### [Tarefa proposta 1]
Informe todas as linhas abaixo que contêm a palavra "cliff", copiando cada uma delas. Maiúsculas e minúsculas devem ser diferenciadas.

### [Trecho selecionado]
O campinho

Ultimamente tenho convivido mais com crianças. Mais com crianças e com mais crianças – releia, tem uma diferença aí. Por terem idades diferentes, de 4 a 9 anos, suas brincadeiras não se estabelecem em um pé de igualdade etária, ou seja, nem sempre – o que equivale a dizer quase nunca – as quatro crianças embarcam no mesmo projeto, na mesma fantasia (aliás, que fantasia seria a mesma para todo mundo?). Então temos esses cenários: ora as mais velhas fazem gato e sapato das mais novas, ora as mais novas, na falta de palavras, ganham as coisas no grito, no choro, no espernear. Ganham o que querem e às vezes o que não querem, como é o caso da fala firme – vulgo bronca – e do convite adulto para que se retirem da brincadeira, dando-se a elas os motivos pelos quais o jogo não pode continuar se as regras não forem respeitadas. Que a palavra comece a ganhar o espaço dos chorinhos, que a palavra seja capaz de mediar as relações, de nomear as angústias, os conflitos e os desejos, ainda que seja insuficiente para abraçar o todo do real. Às crianças maiores, limitamos também o alcance do leve sadismo que lhes é peculiar, já que, em posição de superioridade física e verbal, tendem à imposição da vontade, a tirar vantagens das crianças menores em prol de seus interesses.

A questão é limitar o campo da brincadeira, onde o jogo pode ser jogado. Quando tudo vale, nada vale, quando não há lei, não há espaço para nascer um desejo que só é desejo devido à castração do gozo que tudo quer.

### [Dados fornecidos]
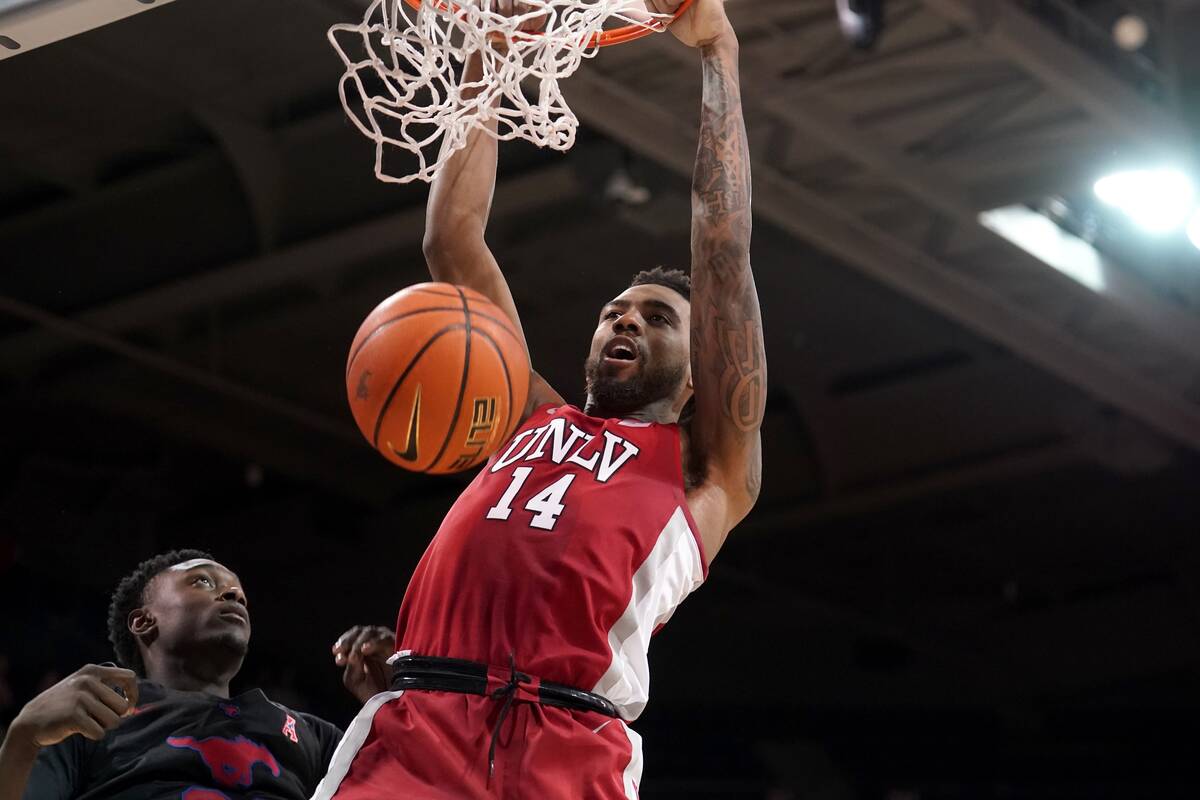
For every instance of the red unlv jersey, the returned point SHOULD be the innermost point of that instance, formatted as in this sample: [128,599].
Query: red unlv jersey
[568,551]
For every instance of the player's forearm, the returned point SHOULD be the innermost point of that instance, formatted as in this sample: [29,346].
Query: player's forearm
[729,359]
[461,198]
[17,757]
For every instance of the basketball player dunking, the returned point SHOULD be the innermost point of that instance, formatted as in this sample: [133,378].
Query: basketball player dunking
[522,638]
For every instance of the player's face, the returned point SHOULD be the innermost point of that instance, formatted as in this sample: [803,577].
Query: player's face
[199,608]
[640,350]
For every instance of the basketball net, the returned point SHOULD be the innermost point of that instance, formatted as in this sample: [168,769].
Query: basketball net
[406,88]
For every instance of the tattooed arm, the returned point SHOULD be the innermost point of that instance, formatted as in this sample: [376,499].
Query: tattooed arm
[729,364]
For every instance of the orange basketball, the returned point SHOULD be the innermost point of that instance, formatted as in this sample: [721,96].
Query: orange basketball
[437,378]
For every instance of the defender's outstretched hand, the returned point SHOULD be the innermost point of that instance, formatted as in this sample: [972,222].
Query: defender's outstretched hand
[701,25]
[364,650]
[85,702]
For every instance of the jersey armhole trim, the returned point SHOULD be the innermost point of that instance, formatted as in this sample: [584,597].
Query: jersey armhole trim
[683,501]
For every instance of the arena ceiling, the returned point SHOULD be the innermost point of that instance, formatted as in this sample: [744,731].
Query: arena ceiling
[979,485]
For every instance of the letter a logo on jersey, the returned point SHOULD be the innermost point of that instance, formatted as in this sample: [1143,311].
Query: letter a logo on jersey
[414,427]
[231,761]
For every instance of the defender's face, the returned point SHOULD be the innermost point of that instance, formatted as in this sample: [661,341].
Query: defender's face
[199,605]
[641,348]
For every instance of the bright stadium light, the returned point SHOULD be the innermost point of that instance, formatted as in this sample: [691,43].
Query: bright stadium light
[1194,229]
[1158,200]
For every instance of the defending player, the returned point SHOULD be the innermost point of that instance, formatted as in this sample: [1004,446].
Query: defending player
[167,726]
[525,630]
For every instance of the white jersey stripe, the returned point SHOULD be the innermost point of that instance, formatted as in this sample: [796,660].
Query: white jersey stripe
[347,749]
[671,571]
[633,774]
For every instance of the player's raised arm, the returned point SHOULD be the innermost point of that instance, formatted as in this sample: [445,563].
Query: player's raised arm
[729,362]
[455,223]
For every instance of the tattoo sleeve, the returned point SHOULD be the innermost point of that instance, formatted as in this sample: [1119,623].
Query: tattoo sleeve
[727,355]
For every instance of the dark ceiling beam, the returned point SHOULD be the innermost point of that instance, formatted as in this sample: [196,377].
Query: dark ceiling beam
[1012,32]
[33,24]
[174,368]
[313,260]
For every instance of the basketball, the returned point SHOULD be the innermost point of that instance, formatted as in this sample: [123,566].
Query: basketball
[437,378]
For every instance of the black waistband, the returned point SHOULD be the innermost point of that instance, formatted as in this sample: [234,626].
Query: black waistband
[471,678]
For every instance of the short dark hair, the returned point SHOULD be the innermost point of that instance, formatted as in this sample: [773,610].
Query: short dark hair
[676,280]
[130,595]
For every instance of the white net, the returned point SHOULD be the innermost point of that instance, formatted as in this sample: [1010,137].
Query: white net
[406,89]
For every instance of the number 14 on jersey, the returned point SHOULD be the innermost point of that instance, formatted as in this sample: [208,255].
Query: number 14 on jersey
[545,506]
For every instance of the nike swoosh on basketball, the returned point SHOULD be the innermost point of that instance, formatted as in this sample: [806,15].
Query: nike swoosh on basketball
[409,452]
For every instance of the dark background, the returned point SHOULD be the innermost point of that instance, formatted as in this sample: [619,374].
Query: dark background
[973,569]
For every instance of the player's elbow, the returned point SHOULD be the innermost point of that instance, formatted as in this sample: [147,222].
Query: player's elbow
[447,253]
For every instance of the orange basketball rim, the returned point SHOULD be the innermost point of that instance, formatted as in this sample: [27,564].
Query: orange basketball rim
[601,38]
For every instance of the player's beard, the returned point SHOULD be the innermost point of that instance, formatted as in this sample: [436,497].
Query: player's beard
[612,395]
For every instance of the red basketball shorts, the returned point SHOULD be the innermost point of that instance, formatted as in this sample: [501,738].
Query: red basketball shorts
[425,745]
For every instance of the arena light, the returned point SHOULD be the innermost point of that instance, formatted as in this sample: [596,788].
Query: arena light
[1158,200]
[861,22]
[1194,229]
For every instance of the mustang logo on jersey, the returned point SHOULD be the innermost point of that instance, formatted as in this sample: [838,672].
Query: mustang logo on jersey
[555,441]
[231,761]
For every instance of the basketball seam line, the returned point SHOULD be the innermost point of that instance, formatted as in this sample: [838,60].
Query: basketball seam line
[462,384]
[357,350]
[395,388]
[508,377]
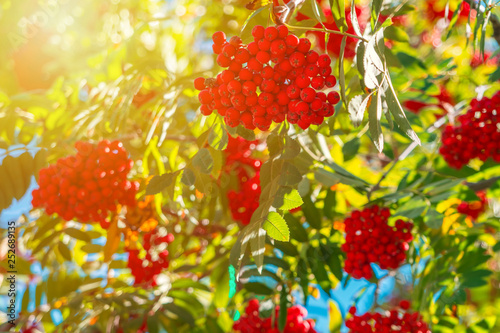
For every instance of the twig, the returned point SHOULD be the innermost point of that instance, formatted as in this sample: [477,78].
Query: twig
[483,184]
[335,32]
[287,12]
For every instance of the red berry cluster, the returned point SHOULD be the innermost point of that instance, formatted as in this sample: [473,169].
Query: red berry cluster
[475,208]
[251,322]
[244,201]
[395,321]
[273,78]
[146,268]
[88,185]
[370,239]
[476,136]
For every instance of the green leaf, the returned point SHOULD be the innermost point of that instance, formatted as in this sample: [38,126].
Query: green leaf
[297,230]
[290,175]
[179,312]
[282,317]
[218,138]
[203,161]
[276,227]
[413,208]
[316,263]
[312,214]
[77,234]
[287,199]
[351,148]
[330,203]
[373,61]
[338,13]
[434,219]
[158,183]
[303,275]
[357,107]
[256,236]
[396,34]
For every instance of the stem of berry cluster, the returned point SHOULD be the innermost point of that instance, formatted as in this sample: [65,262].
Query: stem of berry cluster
[335,32]
[287,10]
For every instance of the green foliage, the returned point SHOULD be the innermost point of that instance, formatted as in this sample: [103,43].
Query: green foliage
[134,84]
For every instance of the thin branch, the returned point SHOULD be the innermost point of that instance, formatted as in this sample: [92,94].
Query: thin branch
[483,184]
[335,32]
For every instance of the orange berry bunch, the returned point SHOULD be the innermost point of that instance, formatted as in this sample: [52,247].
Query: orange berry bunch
[244,201]
[140,218]
[474,208]
[476,136]
[273,78]
[394,322]
[251,322]
[145,268]
[88,185]
[370,239]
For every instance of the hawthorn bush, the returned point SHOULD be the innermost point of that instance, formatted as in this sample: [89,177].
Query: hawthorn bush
[197,166]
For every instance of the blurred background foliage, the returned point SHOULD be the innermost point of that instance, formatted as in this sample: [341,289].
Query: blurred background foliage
[123,70]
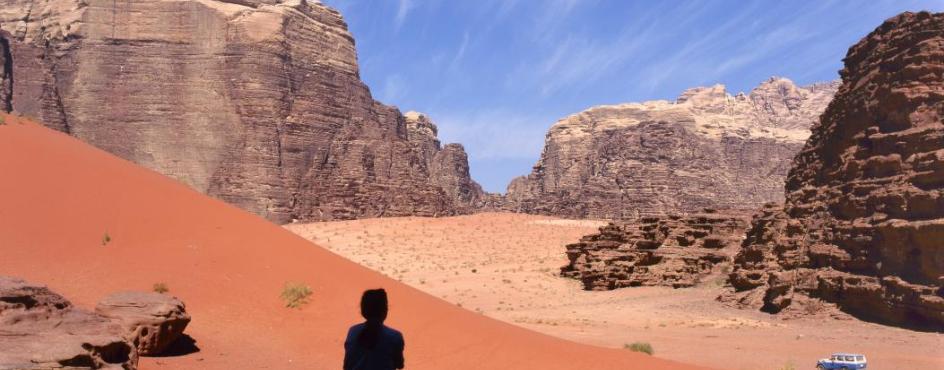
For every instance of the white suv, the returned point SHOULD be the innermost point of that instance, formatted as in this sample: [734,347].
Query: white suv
[843,361]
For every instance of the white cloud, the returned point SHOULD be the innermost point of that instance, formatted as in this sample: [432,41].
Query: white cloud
[403,10]
[494,134]
[460,53]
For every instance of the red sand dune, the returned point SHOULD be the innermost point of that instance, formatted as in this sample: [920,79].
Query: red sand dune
[59,197]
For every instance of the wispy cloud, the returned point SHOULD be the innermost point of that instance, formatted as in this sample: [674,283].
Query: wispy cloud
[494,134]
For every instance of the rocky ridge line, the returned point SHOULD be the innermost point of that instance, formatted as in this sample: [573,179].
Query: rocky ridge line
[255,102]
[863,220]
[708,149]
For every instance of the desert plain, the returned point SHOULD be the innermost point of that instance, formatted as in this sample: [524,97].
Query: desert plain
[506,266]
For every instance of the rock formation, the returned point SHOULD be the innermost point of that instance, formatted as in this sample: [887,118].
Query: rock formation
[671,251]
[41,330]
[152,321]
[256,102]
[707,149]
[862,225]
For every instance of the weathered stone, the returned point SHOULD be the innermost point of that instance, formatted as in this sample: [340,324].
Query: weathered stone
[863,221]
[152,321]
[41,330]
[706,149]
[671,251]
[256,102]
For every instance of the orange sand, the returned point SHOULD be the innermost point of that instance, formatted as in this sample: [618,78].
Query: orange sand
[59,197]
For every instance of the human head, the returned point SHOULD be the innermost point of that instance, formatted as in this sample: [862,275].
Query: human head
[374,305]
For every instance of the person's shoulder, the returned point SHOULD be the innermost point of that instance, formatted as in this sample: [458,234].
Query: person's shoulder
[392,333]
[355,329]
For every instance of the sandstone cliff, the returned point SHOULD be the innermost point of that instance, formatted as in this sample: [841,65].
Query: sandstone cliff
[671,251]
[707,149]
[863,222]
[256,102]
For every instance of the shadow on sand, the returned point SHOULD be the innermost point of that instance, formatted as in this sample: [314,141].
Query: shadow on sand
[183,346]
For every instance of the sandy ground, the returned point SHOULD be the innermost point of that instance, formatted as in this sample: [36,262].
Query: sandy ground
[58,197]
[506,266]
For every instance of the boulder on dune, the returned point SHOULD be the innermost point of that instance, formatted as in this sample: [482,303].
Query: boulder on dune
[151,321]
[40,329]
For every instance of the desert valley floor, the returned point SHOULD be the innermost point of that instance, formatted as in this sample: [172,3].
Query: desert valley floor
[506,266]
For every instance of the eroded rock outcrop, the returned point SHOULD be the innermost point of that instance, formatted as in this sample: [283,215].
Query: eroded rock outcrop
[256,102]
[863,222]
[151,321]
[676,251]
[41,330]
[708,149]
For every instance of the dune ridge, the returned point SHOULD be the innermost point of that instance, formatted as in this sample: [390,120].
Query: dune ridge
[61,196]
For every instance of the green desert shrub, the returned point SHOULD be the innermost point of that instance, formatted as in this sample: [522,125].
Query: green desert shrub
[643,347]
[295,294]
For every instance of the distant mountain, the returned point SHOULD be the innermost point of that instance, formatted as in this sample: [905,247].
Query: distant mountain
[862,225]
[707,149]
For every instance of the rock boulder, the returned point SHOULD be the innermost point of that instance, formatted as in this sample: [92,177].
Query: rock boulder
[676,251]
[41,330]
[151,321]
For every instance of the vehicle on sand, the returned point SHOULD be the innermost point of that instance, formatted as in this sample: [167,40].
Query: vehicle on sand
[842,361]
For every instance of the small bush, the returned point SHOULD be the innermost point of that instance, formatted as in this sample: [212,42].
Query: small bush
[643,347]
[295,294]
[160,288]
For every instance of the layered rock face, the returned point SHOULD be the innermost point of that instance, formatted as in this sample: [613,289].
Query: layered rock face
[256,102]
[707,149]
[863,221]
[676,251]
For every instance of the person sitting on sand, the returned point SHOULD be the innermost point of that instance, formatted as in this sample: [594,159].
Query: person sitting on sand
[373,345]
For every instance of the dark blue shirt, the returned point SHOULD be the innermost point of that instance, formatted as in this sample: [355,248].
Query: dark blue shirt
[387,354]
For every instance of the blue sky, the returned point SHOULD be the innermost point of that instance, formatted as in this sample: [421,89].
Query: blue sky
[495,74]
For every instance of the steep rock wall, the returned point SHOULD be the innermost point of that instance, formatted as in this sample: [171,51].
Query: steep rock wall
[258,103]
[707,149]
[863,221]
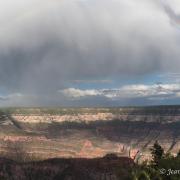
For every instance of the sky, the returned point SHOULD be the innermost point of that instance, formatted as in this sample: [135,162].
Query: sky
[89,52]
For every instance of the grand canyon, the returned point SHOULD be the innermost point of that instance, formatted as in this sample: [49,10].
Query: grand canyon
[89,132]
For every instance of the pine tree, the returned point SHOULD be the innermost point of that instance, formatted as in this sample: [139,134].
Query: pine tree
[157,153]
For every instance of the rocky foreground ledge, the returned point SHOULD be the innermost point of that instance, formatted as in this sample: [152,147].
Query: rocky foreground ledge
[67,169]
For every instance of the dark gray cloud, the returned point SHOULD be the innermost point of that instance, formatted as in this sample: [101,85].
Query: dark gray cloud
[44,45]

### [Tarefa proposta 2]
Diga se cada afirmação abaixo está de acordo com o trecho selecionado, respondendo sim ou não e citando literalmente as palavras do trecho que decidem a questão.
(a) As crianças mencionadas têm entre 4 e 9 anos.
(b) As quatro crianças quase sempre embarcam na mesma fantasia.
(c) Quando não há lei, abre-se mais espaço para nascer um desejo.

### [Resposta da tarefa 1]
For every instance of the sandstone cliff, the returned point SHOULD be the innermost point of that instance, formatted as in this sample: [841,65].
Query: sandstone cliff

### [Resposta da tarefa 2]
(a) Sim: "Por terem idades diferentes, de 4 a 9 anos".
(b) Não: "nem sempre – o que equivale a dizer quase nunca – as quatro crianças embarcam no mesmo projeto, na mesma fantasia".
(c) Não: "quando não há lei, não há espaço para nascer um desejo".